State how many lines of the data contain the string "basket", giving only the number. Matching is case-sensitive.

(Excerpts from the bounding box data)
+++

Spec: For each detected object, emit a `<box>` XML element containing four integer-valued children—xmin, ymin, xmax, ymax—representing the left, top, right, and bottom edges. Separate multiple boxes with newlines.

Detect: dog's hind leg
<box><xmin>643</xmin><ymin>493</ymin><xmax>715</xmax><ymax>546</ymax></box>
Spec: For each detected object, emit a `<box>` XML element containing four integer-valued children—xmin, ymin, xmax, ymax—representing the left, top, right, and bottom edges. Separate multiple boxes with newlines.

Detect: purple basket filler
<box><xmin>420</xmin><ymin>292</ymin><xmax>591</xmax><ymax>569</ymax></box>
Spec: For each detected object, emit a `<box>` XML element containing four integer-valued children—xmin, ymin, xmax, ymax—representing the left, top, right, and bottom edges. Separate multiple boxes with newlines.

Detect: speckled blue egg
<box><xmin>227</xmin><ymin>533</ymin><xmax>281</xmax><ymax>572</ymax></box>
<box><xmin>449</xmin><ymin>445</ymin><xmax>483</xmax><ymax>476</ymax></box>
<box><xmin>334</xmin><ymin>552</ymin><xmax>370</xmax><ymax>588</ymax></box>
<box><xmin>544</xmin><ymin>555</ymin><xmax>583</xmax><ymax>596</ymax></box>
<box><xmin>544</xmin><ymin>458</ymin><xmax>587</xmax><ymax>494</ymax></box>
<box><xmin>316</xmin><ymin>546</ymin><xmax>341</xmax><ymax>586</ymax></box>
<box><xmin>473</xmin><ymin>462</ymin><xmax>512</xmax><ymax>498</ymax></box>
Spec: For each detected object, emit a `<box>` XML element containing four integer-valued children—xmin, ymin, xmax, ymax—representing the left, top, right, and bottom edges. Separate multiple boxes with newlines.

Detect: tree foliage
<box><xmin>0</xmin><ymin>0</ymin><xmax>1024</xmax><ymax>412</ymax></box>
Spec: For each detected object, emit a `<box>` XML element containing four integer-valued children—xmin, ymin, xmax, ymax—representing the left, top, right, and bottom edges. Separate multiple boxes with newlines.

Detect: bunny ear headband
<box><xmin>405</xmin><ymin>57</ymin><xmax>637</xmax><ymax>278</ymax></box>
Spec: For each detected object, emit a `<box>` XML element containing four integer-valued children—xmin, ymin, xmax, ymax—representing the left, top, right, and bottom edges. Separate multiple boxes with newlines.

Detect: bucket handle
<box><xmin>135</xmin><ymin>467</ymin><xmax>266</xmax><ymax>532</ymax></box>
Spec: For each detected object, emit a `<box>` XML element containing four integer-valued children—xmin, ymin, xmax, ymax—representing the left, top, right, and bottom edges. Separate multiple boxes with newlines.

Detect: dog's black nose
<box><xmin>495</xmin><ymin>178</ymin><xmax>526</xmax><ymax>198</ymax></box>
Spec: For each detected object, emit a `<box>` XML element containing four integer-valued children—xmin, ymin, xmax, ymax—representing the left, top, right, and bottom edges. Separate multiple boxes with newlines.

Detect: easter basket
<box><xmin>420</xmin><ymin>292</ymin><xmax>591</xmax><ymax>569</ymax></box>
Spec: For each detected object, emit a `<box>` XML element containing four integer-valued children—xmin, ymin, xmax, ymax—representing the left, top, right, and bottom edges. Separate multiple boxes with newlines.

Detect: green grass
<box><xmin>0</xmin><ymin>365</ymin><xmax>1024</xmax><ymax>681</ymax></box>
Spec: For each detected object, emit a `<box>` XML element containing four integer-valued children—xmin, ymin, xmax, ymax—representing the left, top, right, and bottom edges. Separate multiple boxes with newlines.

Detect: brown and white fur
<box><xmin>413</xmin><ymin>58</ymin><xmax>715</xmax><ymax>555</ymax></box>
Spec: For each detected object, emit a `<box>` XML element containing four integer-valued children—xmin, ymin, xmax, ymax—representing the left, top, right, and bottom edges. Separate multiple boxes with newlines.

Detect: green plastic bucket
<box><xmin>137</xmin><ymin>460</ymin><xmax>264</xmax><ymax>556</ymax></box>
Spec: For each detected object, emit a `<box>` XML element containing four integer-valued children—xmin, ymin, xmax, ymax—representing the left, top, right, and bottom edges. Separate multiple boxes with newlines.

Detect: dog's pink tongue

+++

*Response to this task*
2